◆ Your task
The answer should contain each record below, repeated exactly.

◆ Supplied material
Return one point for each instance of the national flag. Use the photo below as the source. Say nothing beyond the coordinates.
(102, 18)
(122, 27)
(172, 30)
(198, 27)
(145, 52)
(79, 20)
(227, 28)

◆ Solved problem
Return one point for each instance of the national flag. Use the photo below as the source. Say nothing beyond the coordinates.
(102, 18)
(122, 27)
(172, 30)
(198, 27)
(145, 52)
(79, 20)
(227, 28)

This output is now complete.